Can we all admit that Ovidio Assonitis is a bona fide maniac? I’ve tried to explain The Visitor to people and always fail to capture the sheer lunacy and notion that it’s a film at the very same time about everything and nothing at the very same time. Nor can I divine why Franco Nero lives on the moon with bald dancing children determined to stop Satan from helping Atlanta to win a basketball championship.
You may wonder — what if Assonitis made a slasher? Good news. He did. And it’s also as deranged as you’d have hoped.
Julia teaches deaf children when she’s not having flashbacks to her horrific childhood, including her mistreatment at the hands of her twin sister Mary. Her uncle James, a priest, urges her to visit her sister and deal with her past.
Mary is suffering from a degenerative skin disease and their reunion does not go well to say the very least. The evil twin promises to make her sister suffer as she has suffered and begins using her evil dog to kill nearly all of Julia’s friends and neighbors.

Photo-based referring expression data:
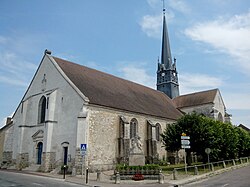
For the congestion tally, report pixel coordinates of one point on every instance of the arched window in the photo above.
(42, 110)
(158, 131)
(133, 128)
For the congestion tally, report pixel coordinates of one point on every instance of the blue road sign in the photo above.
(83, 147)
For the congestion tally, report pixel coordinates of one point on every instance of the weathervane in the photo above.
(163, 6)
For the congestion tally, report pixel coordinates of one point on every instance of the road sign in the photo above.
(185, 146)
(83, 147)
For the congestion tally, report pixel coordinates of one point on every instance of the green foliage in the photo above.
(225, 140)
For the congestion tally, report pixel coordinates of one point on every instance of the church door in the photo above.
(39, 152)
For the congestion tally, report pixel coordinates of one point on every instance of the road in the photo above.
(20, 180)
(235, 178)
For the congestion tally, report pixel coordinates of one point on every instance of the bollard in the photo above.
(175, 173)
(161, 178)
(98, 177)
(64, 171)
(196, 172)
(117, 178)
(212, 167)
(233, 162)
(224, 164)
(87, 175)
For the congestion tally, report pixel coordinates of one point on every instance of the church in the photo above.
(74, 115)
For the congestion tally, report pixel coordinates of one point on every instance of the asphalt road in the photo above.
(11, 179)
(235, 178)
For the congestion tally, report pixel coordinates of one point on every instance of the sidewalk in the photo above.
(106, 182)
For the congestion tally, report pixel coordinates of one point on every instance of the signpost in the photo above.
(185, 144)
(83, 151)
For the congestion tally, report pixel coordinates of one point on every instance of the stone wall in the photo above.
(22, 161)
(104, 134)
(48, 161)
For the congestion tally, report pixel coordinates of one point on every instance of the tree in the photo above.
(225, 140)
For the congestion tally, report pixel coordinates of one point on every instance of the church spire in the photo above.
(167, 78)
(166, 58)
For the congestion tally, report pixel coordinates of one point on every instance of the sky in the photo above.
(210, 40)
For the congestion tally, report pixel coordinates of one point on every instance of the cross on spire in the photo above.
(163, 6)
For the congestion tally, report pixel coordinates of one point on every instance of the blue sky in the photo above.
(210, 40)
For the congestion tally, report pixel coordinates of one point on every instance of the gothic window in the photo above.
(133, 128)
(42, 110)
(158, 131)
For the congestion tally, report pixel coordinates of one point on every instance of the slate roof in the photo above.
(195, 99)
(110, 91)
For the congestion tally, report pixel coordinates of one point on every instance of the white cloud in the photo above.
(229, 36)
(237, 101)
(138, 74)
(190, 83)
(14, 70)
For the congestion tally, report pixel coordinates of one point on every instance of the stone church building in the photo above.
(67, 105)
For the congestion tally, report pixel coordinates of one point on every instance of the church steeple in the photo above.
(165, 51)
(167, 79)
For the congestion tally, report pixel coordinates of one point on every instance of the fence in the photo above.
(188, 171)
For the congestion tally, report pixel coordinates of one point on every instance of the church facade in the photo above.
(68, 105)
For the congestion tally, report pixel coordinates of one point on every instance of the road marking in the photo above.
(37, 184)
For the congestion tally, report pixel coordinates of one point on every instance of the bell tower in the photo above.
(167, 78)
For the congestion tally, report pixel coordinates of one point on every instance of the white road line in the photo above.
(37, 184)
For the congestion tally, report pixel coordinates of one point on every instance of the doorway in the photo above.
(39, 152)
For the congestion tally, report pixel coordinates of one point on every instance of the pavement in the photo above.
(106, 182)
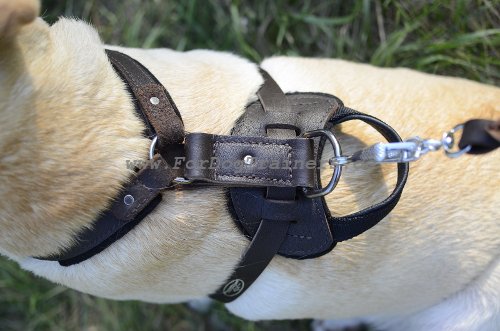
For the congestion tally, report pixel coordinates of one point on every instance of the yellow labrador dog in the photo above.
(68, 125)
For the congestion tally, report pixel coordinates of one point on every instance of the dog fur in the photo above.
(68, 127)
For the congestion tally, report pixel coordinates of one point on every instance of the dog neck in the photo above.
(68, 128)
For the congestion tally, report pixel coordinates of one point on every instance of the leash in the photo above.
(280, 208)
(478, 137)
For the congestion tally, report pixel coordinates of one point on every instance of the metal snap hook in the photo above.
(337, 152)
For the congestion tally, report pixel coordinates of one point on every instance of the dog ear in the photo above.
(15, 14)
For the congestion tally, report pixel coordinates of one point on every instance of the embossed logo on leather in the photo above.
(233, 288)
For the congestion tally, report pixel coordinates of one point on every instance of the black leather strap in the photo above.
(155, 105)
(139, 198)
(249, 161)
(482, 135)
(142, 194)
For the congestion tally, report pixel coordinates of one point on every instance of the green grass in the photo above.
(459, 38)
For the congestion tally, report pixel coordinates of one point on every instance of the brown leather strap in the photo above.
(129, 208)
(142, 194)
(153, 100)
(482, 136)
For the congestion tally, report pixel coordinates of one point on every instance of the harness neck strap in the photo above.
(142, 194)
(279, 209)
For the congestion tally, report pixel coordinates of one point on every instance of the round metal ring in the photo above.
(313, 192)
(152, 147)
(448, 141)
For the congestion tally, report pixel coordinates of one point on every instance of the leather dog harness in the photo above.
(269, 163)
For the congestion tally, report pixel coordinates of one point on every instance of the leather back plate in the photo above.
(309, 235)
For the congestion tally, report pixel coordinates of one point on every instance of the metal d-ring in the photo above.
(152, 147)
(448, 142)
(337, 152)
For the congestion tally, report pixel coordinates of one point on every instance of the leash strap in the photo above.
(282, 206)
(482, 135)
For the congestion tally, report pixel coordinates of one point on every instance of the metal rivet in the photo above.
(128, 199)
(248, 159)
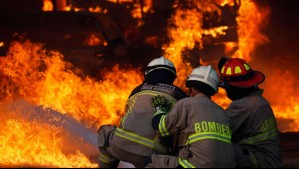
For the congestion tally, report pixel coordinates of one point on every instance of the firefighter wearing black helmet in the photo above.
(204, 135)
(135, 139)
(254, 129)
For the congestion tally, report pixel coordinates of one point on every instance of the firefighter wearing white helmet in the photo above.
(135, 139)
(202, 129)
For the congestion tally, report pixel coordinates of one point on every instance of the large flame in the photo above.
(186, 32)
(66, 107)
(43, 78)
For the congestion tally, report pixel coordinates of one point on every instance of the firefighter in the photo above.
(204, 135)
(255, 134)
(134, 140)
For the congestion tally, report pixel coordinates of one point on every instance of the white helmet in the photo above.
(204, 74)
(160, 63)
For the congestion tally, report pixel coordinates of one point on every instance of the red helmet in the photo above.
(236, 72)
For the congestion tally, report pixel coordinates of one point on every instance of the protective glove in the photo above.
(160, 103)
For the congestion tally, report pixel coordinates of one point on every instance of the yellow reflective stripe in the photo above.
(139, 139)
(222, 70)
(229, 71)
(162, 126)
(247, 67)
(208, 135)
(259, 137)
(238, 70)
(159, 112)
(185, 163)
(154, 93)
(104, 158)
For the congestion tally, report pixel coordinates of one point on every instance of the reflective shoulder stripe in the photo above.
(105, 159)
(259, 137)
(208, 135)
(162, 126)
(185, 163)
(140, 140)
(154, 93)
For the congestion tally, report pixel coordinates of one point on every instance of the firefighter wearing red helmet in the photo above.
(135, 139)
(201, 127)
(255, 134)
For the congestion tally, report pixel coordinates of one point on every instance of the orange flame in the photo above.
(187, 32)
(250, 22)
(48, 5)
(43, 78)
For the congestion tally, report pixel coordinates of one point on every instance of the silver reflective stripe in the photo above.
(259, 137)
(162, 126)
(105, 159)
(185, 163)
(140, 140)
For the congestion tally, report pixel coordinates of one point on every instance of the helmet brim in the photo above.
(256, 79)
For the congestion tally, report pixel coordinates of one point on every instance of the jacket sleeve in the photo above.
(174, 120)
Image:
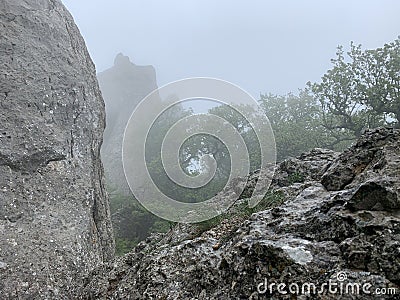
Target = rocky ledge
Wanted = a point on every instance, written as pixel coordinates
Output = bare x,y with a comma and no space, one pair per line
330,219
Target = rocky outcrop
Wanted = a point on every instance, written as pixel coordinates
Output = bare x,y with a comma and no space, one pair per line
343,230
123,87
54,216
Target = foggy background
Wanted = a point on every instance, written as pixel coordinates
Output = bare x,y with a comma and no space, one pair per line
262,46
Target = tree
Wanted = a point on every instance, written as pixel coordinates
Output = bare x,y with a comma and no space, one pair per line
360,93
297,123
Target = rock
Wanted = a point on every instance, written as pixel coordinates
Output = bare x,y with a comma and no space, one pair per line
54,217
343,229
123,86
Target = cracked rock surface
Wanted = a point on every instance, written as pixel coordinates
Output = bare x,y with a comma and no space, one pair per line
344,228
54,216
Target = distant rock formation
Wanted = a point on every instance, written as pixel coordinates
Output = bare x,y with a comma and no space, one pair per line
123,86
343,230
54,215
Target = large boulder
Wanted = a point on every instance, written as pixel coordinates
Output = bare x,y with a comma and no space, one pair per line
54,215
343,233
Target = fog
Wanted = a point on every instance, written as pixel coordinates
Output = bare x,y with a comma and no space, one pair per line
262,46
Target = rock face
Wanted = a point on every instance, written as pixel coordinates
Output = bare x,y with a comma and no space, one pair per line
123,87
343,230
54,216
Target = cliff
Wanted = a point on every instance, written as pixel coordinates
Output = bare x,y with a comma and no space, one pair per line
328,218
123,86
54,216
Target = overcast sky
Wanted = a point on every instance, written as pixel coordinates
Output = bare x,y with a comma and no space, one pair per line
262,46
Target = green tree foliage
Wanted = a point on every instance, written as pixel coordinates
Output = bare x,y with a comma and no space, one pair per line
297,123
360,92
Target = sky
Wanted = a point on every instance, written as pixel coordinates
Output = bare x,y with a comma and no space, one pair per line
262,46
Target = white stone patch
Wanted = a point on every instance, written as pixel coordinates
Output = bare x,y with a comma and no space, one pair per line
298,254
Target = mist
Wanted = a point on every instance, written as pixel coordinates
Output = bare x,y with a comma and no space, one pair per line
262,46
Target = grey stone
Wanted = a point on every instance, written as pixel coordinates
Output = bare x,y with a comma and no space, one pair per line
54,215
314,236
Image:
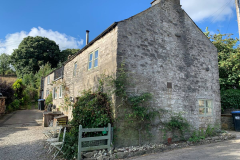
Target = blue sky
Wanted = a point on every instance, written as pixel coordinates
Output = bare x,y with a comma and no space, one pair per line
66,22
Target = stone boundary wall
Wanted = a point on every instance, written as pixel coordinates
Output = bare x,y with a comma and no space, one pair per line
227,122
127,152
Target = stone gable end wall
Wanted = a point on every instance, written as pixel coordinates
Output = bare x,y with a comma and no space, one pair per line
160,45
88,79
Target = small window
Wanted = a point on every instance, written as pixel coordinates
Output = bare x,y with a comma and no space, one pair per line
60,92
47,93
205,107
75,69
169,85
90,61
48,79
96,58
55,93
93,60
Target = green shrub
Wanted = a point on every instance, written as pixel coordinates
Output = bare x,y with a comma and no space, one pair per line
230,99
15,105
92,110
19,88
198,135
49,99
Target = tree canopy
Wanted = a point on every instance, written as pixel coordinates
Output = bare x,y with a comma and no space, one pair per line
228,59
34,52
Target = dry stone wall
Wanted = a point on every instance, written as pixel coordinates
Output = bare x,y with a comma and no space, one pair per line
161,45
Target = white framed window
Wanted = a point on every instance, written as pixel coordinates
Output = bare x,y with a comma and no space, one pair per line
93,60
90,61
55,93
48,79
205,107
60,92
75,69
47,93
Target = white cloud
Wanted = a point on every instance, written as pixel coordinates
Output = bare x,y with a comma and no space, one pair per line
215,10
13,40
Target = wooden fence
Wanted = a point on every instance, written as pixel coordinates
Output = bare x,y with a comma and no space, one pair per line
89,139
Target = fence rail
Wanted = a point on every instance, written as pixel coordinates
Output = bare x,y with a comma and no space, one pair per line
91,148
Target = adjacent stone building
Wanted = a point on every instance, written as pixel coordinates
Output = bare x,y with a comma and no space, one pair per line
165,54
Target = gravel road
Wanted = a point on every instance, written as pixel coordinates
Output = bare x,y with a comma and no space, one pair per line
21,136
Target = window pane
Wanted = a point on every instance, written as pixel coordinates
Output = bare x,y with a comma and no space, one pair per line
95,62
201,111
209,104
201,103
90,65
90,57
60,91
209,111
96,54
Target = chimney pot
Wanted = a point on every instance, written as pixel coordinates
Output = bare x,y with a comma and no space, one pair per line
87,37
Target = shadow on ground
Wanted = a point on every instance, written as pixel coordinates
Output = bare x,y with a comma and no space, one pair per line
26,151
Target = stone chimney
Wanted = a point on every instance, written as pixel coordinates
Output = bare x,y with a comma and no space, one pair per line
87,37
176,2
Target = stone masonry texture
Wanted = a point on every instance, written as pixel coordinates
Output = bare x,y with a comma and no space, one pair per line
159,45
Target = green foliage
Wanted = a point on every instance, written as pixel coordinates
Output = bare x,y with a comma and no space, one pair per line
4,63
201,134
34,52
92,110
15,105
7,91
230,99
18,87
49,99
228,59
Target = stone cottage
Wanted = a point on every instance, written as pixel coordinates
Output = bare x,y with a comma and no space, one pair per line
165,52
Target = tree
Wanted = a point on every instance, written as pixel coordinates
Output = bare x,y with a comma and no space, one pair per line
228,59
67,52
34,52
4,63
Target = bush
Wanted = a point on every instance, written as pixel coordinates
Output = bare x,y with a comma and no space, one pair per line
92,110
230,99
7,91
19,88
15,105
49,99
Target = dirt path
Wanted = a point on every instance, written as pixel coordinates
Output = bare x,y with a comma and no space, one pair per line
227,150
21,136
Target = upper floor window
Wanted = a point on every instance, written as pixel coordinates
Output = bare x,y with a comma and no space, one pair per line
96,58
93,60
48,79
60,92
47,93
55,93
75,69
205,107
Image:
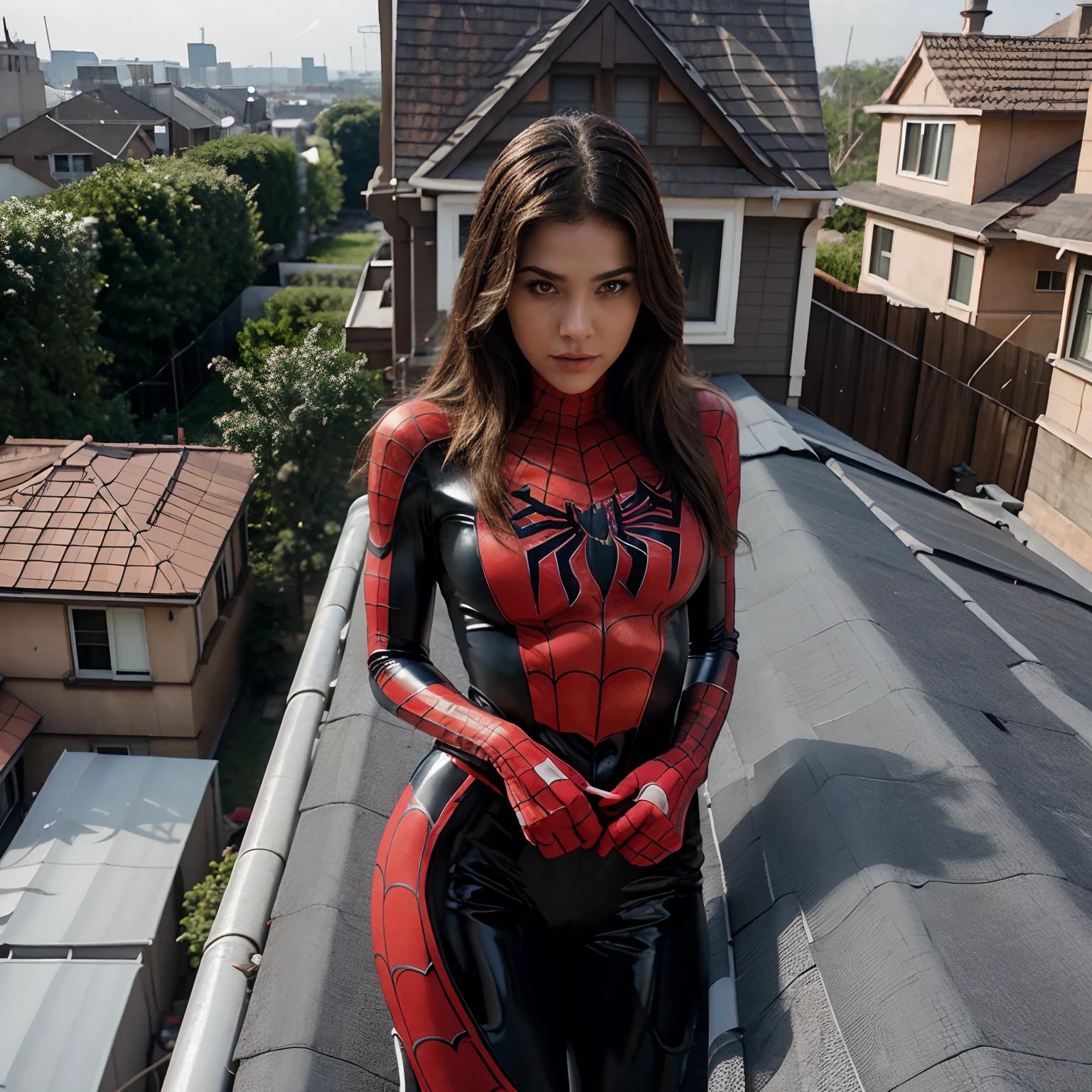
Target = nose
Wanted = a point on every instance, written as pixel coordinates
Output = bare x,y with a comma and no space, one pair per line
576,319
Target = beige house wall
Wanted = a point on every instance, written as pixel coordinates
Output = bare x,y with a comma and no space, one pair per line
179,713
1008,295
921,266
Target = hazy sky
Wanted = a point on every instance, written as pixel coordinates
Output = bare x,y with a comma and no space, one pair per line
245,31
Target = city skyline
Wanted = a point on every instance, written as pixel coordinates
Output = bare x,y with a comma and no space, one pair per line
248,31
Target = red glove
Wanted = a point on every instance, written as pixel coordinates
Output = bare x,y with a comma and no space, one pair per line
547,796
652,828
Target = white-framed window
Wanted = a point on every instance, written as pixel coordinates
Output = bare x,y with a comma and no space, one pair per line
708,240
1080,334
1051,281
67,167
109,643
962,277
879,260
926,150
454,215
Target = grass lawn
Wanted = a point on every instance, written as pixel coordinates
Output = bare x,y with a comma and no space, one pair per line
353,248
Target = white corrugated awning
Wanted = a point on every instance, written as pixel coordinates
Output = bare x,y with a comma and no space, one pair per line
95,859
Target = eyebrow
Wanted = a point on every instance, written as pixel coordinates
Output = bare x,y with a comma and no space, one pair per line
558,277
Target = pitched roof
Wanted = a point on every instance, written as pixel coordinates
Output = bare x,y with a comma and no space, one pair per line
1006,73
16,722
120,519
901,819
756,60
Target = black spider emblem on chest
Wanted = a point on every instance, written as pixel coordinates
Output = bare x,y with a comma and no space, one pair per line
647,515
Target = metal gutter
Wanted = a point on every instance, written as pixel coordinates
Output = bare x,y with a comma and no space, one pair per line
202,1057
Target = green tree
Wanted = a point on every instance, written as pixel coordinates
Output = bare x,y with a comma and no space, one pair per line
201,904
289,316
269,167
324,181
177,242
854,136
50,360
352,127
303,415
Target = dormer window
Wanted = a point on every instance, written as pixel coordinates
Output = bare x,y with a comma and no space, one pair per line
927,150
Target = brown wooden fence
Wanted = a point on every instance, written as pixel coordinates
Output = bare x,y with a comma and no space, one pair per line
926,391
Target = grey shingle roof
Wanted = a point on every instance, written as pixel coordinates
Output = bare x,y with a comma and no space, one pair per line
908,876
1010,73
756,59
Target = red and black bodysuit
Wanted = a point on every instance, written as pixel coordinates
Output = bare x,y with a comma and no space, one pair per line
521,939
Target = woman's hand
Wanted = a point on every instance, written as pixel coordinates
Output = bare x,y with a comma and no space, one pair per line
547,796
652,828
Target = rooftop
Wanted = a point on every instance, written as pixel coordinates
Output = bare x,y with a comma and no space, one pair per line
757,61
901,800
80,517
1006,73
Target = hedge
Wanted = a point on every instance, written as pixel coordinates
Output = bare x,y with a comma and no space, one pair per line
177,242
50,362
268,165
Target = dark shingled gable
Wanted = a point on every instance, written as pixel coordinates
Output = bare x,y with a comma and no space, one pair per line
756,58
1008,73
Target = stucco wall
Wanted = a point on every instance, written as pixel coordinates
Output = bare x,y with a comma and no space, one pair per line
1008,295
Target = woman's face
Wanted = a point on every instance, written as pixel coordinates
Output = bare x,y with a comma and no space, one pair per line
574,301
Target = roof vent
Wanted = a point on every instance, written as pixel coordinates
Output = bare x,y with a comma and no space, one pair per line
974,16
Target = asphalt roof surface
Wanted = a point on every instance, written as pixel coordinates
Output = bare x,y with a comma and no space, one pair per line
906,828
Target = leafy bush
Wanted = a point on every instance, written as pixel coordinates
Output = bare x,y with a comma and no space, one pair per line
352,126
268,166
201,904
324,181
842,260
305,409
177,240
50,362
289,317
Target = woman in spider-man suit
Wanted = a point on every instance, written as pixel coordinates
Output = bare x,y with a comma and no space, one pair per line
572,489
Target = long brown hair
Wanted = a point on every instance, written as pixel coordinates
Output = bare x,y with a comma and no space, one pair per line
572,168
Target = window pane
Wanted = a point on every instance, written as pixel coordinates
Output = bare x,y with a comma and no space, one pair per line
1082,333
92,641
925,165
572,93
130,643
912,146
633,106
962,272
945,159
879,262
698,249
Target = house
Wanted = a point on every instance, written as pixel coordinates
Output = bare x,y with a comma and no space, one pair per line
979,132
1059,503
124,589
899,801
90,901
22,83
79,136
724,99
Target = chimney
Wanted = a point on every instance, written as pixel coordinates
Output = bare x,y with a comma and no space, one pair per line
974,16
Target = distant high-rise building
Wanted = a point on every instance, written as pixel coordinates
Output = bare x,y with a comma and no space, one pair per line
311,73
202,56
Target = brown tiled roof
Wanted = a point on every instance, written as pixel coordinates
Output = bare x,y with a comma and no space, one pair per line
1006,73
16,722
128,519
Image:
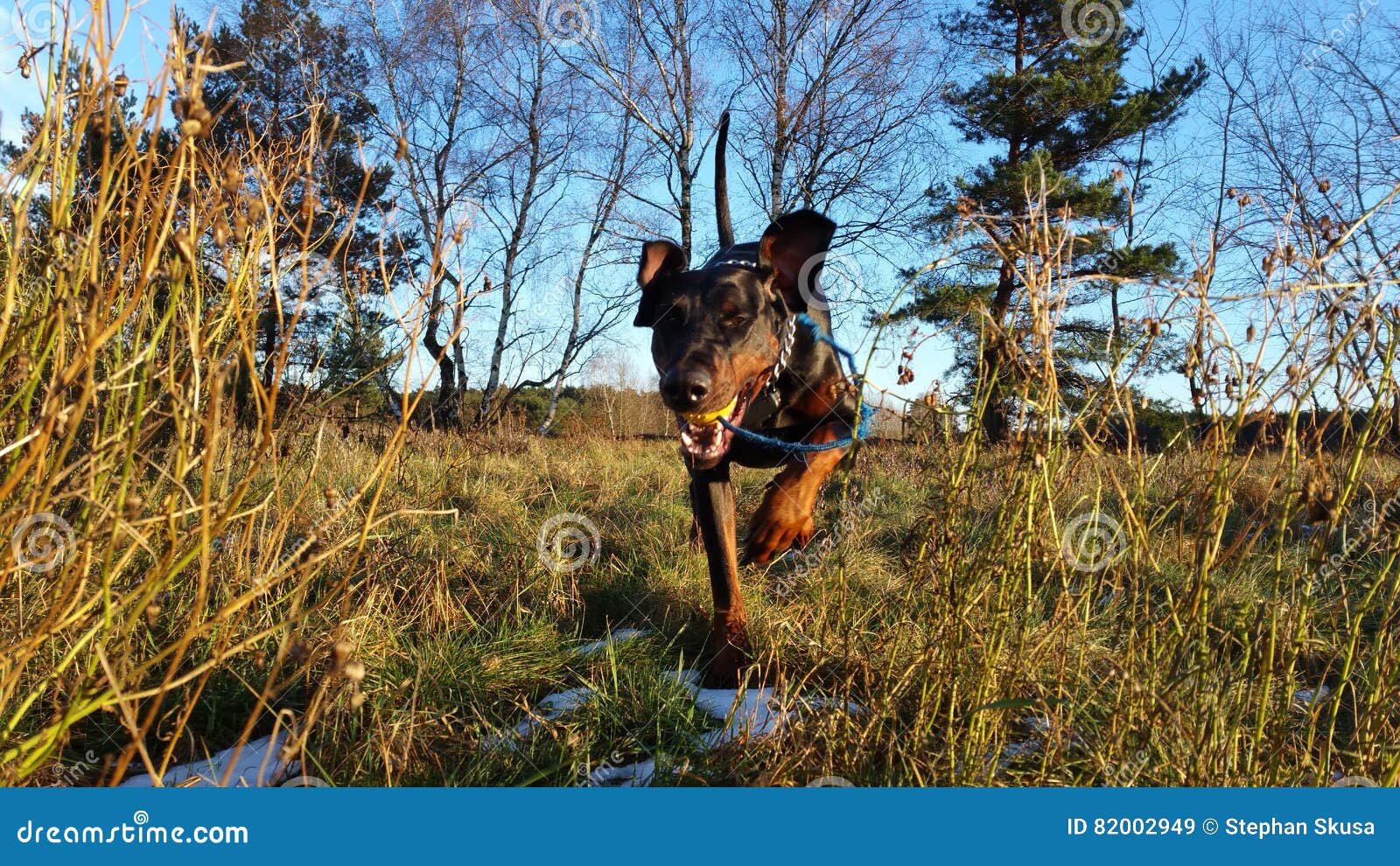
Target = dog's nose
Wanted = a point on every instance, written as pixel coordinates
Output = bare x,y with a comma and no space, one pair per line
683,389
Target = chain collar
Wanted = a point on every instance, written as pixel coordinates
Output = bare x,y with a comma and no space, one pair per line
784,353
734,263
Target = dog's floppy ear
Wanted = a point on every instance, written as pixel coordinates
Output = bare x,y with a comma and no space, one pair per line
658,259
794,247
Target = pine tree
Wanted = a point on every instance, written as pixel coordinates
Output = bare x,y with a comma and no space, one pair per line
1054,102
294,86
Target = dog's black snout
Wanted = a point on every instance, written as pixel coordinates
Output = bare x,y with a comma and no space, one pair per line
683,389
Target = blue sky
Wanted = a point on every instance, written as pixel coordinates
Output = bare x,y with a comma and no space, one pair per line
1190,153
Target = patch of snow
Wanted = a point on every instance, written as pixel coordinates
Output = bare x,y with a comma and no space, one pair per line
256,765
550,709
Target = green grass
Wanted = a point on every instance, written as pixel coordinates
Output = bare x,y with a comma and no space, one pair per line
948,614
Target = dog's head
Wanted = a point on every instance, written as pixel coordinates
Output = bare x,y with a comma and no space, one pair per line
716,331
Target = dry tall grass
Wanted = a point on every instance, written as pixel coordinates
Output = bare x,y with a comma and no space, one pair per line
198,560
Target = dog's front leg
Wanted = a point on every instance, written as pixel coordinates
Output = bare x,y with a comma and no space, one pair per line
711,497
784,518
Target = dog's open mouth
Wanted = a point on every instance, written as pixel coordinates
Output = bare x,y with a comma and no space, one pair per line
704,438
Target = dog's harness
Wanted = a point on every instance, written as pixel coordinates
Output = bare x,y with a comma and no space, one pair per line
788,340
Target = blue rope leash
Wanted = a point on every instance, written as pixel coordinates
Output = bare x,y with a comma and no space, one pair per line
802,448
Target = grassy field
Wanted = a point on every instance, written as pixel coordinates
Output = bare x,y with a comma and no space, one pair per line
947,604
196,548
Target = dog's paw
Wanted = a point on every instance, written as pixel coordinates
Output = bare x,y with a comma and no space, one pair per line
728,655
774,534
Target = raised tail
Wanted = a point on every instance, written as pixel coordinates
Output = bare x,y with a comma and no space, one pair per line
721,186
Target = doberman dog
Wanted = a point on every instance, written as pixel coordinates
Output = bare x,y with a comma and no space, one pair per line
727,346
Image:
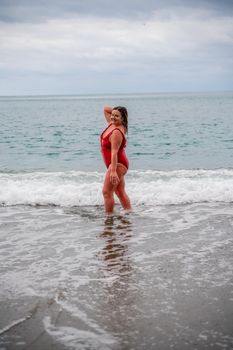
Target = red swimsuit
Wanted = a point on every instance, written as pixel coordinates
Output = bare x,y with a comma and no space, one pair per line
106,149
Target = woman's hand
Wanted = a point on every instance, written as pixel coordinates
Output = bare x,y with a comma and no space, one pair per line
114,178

== Directions ==
Resume the film review above, continuing it after its last sentence.

== Exercise output ==
At some point, Assonitis decides to just throw reality to the wind and we’re given a scene where the priest asks a lady to help him move some packages into Julia’s basement. One of them is a dead body and when she panics, he chases down the neighbor and murders her. The next day, the now insane priest arranges a surprise party for our heroine, complete with the dead bodies of everyone he has taken out. Mary confronts her sister, but is also murdered by the Catholic maniac priest.
Julia’s boyfriend comes back just in time, killing the evil dog with a power drill and rescuing his woman, who gets her revenge by repeatedly striking Father James with a hatchet before sitting down next to the dead body of her sister.
This is a theme in his catalog, but Assonitis had to fire and take over for the original director ten days into the production. There are touches of high art here amidst the slasher gore and the setup of the evil sister is quite well done, only to be thrown away at the end.